ASSIGNMENT
Leave out every picture, and return exactly the lines from the line containing "Identify the sgraffito" through the end of the records below, both inclusive.

[[ DATA TO EXAMINE open ]]

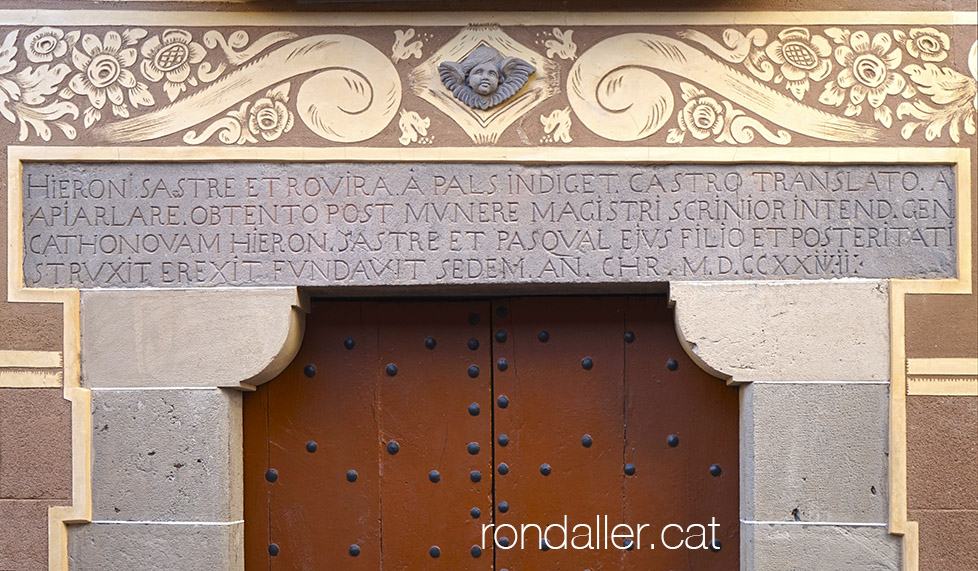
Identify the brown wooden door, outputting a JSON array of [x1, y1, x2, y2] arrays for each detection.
[[244, 297, 739, 570]]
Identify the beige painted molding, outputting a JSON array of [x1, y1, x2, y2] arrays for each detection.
[[0, 10, 974, 26], [906, 357, 978, 376], [905, 358, 978, 395], [0, 350, 63, 387]]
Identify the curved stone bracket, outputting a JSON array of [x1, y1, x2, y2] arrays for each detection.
[[80, 288, 308, 389], [670, 281, 890, 384]]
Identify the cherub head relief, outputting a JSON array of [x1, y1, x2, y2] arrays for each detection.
[[439, 45, 535, 110]]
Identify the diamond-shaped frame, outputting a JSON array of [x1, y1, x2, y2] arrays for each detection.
[[410, 26, 561, 144]]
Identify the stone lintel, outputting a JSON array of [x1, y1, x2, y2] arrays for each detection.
[[80, 288, 307, 389], [670, 281, 890, 383]]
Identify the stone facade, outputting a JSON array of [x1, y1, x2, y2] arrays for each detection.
[[0, 2, 975, 571]]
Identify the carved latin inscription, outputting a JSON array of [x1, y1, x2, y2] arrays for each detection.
[[22, 162, 955, 288]]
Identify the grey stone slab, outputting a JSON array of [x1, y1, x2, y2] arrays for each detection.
[[742, 523, 901, 570], [69, 522, 243, 571], [80, 288, 305, 388], [672, 281, 889, 382], [742, 383, 889, 523], [91, 389, 242, 522], [23, 162, 955, 289]]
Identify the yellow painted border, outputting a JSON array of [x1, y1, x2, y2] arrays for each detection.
[[0, 9, 974, 26], [887, 148, 972, 571], [906, 358, 978, 395], [907, 357, 978, 376], [0, 350, 63, 387], [8, 145, 972, 571]]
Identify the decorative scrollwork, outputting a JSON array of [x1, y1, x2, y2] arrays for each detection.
[[666, 83, 790, 145], [100, 35, 400, 143], [569, 33, 877, 143]]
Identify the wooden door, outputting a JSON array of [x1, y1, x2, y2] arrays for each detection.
[[244, 297, 739, 570]]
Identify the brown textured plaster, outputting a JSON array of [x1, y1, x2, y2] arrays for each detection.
[[908, 509, 978, 571], [907, 396, 978, 510], [0, 388, 72, 500], [0, 145, 64, 352], [0, 499, 64, 571]]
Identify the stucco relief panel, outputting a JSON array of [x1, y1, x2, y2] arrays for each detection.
[[0, 24, 973, 147]]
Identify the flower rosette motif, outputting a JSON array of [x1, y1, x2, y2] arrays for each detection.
[[820, 29, 907, 127], [678, 95, 725, 141], [248, 83, 293, 142], [24, 27, 78, 63], [140, 29, 206, 102], [764, 27, 833, 100], [666, 82, 790, 146], [895, 28, 950, 63], [63, 29, 155, 127]]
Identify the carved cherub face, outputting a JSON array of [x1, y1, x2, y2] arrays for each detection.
[[468, 60, 501, 95], [438, 44, 536, 110]]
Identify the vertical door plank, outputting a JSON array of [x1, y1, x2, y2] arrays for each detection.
[[493, 297, 626, 571], [377, 301, 494, 571], [266, 301, 383, 569], [243, 385, 270, 571], [623, 296, 740, 569]]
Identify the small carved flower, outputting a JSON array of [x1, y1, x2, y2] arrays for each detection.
[[140, 29, 205, 102], [679, 96, 725, 140], [248, 84, 293, 141], [24, 27, 75, 63], [66, 29, 154, 127], [765, 27, 833, 100], [820, 30, 905, 127], [898, 28, 950, 63]]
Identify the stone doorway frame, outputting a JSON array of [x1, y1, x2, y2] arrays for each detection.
[[6, 145, 972, 570]]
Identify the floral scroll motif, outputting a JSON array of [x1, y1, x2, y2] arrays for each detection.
[[184, 83, 293, 145], [0, 23, 972, 147], [570, 27, 975, 145], [0, 26, 398, 144], [666, 83, 790, 145], [140, 29, 206, 102], [62, 29, 155, 127], [818, 29, 907, 127], [765, 27, 833, 100], [24, 27, 76, 63]]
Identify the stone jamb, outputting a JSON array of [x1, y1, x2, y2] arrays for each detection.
[[6, 144, 972, 569]]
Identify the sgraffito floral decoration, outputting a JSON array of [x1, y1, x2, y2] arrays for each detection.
[[0, 24, 973, 146]]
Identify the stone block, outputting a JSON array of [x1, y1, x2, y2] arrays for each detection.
[[671, 281, 889, 382], [0, 388, 72, 499], [742, 523, 900, 570], [91, 389, 242, 522], [0, 499, 63, 571], [69, 521, 243, 571], [743, 383, 889, 523], [80, 288, 306, 388]]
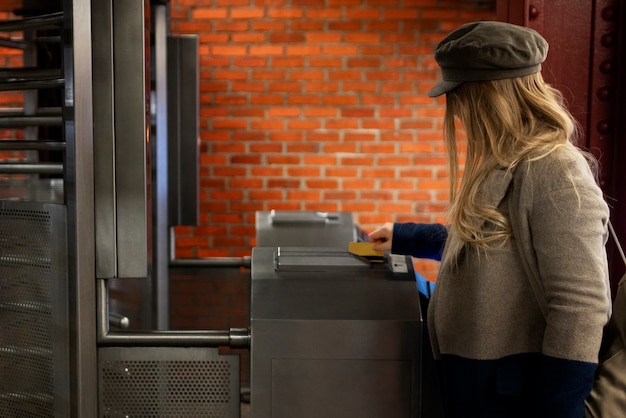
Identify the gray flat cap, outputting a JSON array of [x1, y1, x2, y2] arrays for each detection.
[[428, 21, 548, 97]]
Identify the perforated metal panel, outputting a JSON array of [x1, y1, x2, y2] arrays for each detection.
[[0, 202, 69, 418], [99, 347, 240, 418]]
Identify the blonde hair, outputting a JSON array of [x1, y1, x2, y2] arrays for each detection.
[[443, 72, 582, 248]]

[[ DATA TO EXAMINE closed ]]

ANSWER SECTION
Identify the sgraffito floral decoration, outputting a JSON array of [x1, y1, x2, y2] arrays for each detection.
[[0, 24, 973, 146]]
Identify the stone block, outputting a JSON array of [x1, y1, x2, y2] arrays for each detection.
[[671, 281, 889, 382], [0, 388, 72, 499], [742, 523, 900, 570], [91, 389, 242, 522], [0, 499, 63, 571], [69, 521, 243, 571], [743, 383, 889, 523], [80, 288, 306, 388]]
Identify the gray flat cap, outputting a JSON array of [x1, y1, x2, y2] arrays for each detection.
[[428, 21, 548, 97]]
Identify the perforated metal panel, outputting a JSON array of [x1, y1, x2, y2] arrays for each detection.
[[0, 202, 69, 418], [99, 347, 240, 418]]
Identify the blonde hair, outputting a JSON array of [x1, y1, x2, y2] arrays for each detection.
[[443, 72, 582, 248]]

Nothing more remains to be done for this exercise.